Outbox Pattern
Implement the transactional outbox pattern to reliably publish events to Kafka after a database write.
The situation
Your payments team just shipped a feature: every order placed by a customer gets mirrored into a ledger service for finance reporting. The integration looks simple— the order service publishes an order.created event to Kafka, and the ledger service consumes it. Everything worked fine during testing.
Then in production order-service's PostgreSQL server experienced an outage. During the outage, every POST /orders returned a 500. After recovering from this next day Finance team is asking why their ledger totals don't match order totals. Finance ledger seems to have orders which doesn't exist in orders database. Ledger entries are immuable because of several accounting and legal reasons. Finance team can't simply delete these phantom entries. Finance team should now have to manually create thousands of credit notes manually.
Your job: debug how can this happened and fix it so that order-service and ledger-service becomes transactional under any circumstance?
Your dev environment on nurburg.dev
The environment has two Node.js services, two Postgres databases, and a Kafka cluster pre-provisioned for you.

Stored data:
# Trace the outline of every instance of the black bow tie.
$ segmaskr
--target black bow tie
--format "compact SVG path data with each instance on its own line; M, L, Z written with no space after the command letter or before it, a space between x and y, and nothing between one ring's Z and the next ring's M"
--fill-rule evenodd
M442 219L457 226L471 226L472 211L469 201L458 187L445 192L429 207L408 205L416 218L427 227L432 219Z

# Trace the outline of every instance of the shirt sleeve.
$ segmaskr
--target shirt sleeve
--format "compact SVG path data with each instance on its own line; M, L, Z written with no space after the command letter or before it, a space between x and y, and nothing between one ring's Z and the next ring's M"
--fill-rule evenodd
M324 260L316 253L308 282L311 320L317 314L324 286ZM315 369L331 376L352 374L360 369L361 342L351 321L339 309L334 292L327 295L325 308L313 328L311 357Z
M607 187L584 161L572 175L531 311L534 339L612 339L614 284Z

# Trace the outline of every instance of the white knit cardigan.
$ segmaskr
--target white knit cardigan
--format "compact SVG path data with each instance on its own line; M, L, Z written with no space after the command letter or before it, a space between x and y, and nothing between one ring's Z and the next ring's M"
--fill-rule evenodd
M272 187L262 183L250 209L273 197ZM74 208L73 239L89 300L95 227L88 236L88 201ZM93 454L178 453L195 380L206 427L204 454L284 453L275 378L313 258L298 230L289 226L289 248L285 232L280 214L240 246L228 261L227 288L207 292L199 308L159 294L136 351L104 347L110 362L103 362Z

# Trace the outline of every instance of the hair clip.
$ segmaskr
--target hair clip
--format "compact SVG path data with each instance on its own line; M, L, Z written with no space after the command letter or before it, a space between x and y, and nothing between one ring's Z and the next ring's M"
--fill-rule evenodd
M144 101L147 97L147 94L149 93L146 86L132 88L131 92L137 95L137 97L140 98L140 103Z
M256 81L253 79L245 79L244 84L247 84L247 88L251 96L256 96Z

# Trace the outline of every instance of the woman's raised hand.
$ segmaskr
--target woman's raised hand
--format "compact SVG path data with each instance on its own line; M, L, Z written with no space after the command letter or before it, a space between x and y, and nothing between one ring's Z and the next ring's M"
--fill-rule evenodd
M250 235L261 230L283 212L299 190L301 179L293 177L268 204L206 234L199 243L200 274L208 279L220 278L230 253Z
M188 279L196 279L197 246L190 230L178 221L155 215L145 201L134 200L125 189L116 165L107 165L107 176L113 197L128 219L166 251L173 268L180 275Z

Directives =
1. Summarize the outbox pattern page in two sentences.
2. Rewrite the outbox pattern page between "Then in production" and "under any circumstance?", inclusive, changing "Finance team" to "accounting team" wherever it appears.

Solutions to the exercise =
1. An order service publishes an order.created event to Kafka so that a ledger service can mirror every customer order for finance reporting. After a PostgreSQL outage in production, the finance ledger held orders that don't exist in the orders database, so the job is to debug how this happened and fix it by implementing the transactional outbox pattern in an environment with two Node.js services, two Postgres databases, and a Kafka cluster.

2.
Then in production order-service's PostgreSQL server experienced an outage. During the outage, every POST /orders returned a 500. After recovering from this next day accounting team is asking why their ledger totals don't match order totals. Finance ledger seems to have orders which doesn't exist in orders database. Ledger entries are immuable because of several accounting and legal reasons. accounting team can't simply delete these phantom entries. accounting team should now have to manually create thousands of credit notes manually.
Your job: debug how can this happened and fix it so that order-service and ledger-service becomes transactional under any circumstance?